## Records for this task
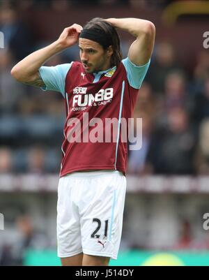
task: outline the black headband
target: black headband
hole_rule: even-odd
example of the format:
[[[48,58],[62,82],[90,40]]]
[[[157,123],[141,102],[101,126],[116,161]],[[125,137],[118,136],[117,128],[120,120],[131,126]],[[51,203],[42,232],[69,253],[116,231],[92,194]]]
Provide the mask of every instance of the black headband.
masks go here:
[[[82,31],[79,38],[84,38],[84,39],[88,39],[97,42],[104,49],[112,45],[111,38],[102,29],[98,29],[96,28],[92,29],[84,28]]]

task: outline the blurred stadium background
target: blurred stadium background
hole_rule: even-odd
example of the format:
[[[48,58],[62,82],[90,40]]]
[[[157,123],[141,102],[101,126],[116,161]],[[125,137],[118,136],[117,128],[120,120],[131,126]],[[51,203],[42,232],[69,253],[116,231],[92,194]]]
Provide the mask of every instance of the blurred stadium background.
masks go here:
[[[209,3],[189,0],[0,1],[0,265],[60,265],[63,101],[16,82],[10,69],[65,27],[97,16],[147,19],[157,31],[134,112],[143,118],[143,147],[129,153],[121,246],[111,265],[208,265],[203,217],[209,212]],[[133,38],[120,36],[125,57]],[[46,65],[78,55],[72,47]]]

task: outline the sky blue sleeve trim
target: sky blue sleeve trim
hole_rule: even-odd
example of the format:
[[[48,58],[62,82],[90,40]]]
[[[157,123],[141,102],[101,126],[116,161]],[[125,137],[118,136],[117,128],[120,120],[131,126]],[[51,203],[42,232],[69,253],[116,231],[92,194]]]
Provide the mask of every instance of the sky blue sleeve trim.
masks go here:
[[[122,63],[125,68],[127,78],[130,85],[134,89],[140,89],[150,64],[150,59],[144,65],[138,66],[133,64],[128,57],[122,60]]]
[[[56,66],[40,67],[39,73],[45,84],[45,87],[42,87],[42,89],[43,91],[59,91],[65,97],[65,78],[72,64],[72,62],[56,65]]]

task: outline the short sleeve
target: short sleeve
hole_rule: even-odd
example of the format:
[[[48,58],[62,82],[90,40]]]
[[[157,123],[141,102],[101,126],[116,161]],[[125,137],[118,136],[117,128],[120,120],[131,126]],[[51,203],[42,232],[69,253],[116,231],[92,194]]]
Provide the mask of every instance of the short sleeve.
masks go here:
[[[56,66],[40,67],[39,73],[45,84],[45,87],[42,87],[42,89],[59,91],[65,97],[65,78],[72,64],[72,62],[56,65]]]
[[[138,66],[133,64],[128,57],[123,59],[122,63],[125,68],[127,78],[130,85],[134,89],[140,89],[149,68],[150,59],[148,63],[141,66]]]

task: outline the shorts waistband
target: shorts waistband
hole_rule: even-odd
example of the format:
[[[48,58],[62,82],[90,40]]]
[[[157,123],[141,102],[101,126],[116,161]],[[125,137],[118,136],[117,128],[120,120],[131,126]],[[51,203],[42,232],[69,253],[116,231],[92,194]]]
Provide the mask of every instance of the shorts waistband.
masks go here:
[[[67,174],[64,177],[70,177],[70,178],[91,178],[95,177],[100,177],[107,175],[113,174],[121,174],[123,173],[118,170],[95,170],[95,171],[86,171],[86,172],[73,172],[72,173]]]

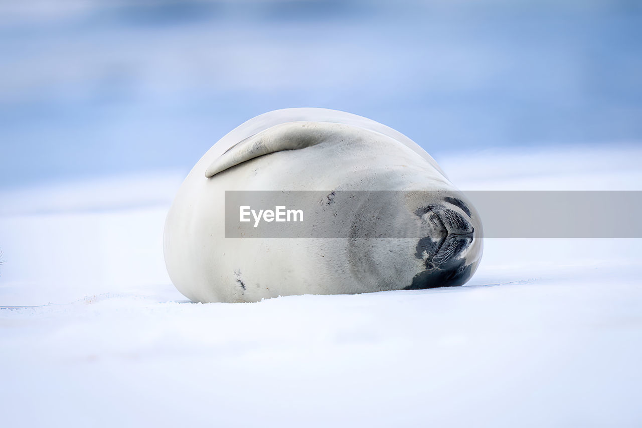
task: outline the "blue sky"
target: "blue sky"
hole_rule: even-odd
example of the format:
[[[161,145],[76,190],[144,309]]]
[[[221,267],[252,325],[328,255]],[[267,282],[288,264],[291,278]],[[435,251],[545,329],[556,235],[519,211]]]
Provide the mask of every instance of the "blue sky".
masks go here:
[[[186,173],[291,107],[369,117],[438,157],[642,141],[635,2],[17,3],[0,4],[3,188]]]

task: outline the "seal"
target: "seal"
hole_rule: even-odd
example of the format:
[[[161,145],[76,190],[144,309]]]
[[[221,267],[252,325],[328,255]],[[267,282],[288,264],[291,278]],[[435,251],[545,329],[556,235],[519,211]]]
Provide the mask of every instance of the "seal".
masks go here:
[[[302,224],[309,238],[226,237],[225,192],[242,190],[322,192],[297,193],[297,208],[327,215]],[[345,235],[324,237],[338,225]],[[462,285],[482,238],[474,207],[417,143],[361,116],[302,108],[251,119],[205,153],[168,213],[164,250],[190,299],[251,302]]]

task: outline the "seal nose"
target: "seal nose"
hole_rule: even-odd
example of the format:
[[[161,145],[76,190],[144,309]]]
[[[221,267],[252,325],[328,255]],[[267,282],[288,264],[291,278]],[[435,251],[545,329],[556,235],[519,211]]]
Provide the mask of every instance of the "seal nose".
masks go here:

## Instruction
Locate each line in the records above that contains the string "seal" with case matching, and copy those lines.

## The result
task: outline the "seal"
target: "seal"
Provide the mask of every instance of the "seal".
task: outline the "seal nose"
target: "seal nose"
Provide the mask of every instance of the "seal nose".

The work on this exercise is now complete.